>> Begin Raw records

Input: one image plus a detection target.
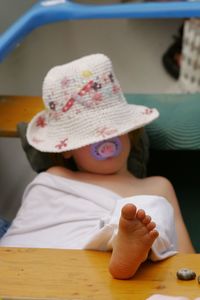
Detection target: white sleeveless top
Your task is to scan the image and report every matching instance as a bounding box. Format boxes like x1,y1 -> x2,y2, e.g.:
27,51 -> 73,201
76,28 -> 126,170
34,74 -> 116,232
0,172 -> 177,260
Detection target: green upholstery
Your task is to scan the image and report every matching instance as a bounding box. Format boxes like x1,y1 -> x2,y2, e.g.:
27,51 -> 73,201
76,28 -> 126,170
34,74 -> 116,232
126,94 -> 200,150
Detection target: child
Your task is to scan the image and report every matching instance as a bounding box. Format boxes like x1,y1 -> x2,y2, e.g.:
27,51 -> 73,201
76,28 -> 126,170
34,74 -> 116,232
0,54 -> 194,279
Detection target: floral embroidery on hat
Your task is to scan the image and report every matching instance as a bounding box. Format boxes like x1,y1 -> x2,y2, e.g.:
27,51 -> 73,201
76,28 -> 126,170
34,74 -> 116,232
62,98 -> 75,112
49,101 -> 56,110
36,116 -> 47,128
113,84 -> 120,94
96,127 -> 118,138
55,138 -> 68,150
60,76 -> 70,89
32,136 -> 44,144
92,93 -> 103,104
142,107 -> 153,115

>> End Raw records

Goal of the exercise
Can you retype the entries above exactly, from the line containing "Detection target: child" through the end of the entries?

Worked solution
Detection target: child
Your task is to scan the image and report every matching instance as a bounding box. Format boxes like x1,y1 -> x2,y2, e.g.:
27,51 -> 73,201
76,28 -> 126,170
34,74 -> 116,232
0,54 -> 194,279
Detection target: floral embroidery on hat
Your task is to scan the image and report every matching instance as a bounding box. Format boxes like x1,y1 -> x2,y2, e.g.:
27,51 -> 73,201
76,28 -> 126,170
34,74 -> 116,232
62,98 -> 75,112
49,101 -> 56,110
36,116 -> 47,128
113,84 -> 120,94
96,127 -> 118,138
55,138 -> 68,150
60,76 -> 70,89
32,136 -> 44,144
92,93 -> 103,104
142,107 -> 153,115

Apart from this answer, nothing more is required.